▶ **RECORDS PROVIDED**
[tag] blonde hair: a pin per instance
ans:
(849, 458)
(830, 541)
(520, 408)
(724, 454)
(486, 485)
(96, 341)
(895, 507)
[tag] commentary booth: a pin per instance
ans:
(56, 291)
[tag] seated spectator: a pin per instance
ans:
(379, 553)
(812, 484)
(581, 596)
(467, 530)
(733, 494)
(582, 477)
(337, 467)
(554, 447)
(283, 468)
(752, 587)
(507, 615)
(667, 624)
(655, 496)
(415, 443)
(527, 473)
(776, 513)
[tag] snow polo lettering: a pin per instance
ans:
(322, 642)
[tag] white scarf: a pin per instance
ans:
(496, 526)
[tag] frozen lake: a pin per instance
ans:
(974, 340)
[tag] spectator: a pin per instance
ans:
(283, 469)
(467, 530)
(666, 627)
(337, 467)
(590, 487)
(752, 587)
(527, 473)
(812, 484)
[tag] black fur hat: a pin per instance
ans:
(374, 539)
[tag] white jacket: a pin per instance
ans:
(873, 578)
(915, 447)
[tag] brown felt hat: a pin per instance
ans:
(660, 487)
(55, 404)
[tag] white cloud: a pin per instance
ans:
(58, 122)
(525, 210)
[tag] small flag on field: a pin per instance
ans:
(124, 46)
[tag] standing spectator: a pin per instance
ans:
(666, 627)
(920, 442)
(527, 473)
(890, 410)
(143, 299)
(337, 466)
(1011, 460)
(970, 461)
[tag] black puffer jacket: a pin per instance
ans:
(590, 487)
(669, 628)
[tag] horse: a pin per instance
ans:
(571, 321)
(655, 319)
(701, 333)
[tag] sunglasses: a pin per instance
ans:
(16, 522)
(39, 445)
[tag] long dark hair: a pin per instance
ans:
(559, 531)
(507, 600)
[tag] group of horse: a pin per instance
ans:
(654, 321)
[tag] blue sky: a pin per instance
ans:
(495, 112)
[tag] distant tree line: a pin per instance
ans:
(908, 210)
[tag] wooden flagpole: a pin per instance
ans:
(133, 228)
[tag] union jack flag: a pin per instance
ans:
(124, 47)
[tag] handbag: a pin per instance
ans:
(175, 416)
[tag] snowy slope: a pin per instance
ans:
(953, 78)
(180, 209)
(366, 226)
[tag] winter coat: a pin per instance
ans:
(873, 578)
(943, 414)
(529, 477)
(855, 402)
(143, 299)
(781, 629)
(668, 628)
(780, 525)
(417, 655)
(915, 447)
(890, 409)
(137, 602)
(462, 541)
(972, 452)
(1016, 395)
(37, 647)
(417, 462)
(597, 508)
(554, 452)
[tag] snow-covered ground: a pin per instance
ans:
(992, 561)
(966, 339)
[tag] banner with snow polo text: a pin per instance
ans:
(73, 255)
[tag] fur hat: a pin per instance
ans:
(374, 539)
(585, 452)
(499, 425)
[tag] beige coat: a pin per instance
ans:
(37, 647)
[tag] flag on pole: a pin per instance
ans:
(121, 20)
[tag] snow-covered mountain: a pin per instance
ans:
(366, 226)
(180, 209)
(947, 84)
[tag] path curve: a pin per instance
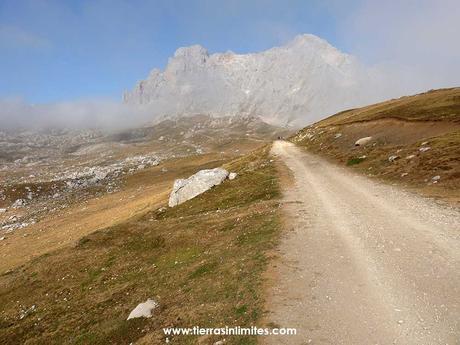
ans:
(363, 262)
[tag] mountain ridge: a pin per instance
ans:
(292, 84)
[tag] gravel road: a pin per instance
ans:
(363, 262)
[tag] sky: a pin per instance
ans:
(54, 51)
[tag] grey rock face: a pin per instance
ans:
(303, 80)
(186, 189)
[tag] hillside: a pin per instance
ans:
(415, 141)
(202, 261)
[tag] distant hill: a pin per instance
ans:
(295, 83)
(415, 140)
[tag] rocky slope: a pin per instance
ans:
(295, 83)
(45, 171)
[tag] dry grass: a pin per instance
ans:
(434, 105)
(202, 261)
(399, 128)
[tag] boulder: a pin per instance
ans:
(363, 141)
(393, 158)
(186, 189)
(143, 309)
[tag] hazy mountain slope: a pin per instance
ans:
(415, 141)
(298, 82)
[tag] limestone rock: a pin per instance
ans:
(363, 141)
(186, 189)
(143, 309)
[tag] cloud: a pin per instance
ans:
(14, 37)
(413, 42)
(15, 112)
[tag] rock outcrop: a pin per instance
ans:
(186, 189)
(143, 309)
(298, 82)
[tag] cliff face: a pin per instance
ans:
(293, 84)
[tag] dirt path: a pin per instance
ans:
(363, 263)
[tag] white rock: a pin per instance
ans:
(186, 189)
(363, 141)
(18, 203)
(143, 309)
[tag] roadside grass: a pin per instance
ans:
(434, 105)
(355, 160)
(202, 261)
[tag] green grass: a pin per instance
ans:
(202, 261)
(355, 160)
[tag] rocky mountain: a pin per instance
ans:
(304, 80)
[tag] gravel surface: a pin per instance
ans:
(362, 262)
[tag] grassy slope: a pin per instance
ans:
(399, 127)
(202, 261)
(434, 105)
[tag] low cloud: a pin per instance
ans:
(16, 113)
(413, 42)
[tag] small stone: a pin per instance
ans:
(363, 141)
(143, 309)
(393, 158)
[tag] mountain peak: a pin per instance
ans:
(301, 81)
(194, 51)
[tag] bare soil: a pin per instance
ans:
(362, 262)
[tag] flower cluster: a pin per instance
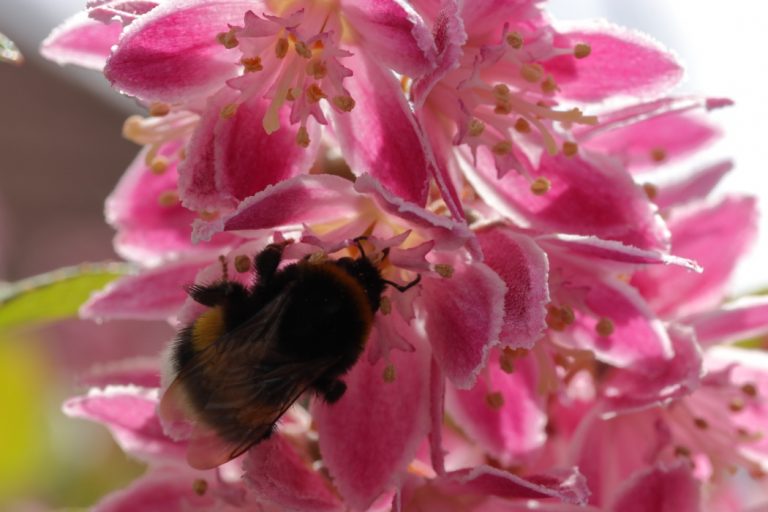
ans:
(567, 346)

---

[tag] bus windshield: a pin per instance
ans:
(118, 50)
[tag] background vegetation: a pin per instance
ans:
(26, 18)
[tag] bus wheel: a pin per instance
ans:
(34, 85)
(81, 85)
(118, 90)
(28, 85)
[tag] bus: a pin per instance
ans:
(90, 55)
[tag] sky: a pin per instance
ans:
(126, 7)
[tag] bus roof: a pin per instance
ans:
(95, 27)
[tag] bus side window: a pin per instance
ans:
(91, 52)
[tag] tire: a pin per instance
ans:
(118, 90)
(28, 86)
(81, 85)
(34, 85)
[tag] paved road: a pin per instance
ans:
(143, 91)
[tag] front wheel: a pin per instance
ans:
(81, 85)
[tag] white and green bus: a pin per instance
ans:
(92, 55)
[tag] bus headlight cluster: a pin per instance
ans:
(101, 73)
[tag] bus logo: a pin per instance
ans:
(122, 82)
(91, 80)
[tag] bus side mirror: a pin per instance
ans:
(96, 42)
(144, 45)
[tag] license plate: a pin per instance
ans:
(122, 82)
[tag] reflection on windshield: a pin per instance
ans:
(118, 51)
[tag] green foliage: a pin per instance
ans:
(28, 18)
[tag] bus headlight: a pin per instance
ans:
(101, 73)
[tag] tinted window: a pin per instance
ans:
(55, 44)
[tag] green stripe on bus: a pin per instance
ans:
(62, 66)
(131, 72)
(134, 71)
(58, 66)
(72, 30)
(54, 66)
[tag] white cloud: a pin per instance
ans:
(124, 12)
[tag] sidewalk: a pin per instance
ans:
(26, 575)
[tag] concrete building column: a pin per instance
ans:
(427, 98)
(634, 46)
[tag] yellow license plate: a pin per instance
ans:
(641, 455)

▶ **WHAT IS EXPECTED**
List every line of the material that contains the string "cloud", treating uppercase and lowercase as different.

▶ **OUTPUT**
[tag] white cloud: a pin per instance
[tag] cloud: a pin per instance
[tag] low cloud: a pin per instance
[tag] white cloud: a pin per instance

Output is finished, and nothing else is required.